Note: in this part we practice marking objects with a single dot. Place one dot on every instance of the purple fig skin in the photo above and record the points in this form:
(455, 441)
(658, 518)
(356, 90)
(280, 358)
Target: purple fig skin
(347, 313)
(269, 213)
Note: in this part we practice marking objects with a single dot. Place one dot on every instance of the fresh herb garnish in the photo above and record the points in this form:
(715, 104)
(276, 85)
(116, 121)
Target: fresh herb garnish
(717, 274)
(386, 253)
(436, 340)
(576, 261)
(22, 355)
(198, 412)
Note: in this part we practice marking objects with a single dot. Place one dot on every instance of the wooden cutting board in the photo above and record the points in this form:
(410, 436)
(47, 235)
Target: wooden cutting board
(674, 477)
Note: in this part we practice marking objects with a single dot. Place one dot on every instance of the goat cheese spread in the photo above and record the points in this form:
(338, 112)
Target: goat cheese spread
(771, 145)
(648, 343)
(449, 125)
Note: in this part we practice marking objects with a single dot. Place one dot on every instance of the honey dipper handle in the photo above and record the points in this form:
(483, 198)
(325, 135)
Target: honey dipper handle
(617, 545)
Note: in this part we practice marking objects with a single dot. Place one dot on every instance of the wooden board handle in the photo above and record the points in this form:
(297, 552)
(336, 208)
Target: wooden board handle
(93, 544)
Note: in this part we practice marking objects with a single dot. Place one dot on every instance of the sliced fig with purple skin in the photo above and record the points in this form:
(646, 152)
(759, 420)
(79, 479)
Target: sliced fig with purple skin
-=-=-
Copy out, unchanged, the lines of the listing from the line containing "of the honey" through the final line of the listing, with both of those lines included.

Note: in this part we practice marking objects with a single dot. Place one dot on every instance of the honey dipper handle in the photo above and record the points in this form:
(483, 198)
(325, 135)
Target: honey dipper handle
(617, 545)
Note: in this part we practice marking objects with a single dot. Place one dot on every instance of the wooden board handle in the photo above and record the points in this form:
(297, 552)
(336, 208)
Target: wooden board handle
(93, 544)
Note: in this part we practice marking objects with a single dot. Place one dot on every instance of the sliced fig with purple skin in the photo above and record the points in this form:
(646, 152)
(759, 420)
(79, 479)
Target: sliced fig with purple skin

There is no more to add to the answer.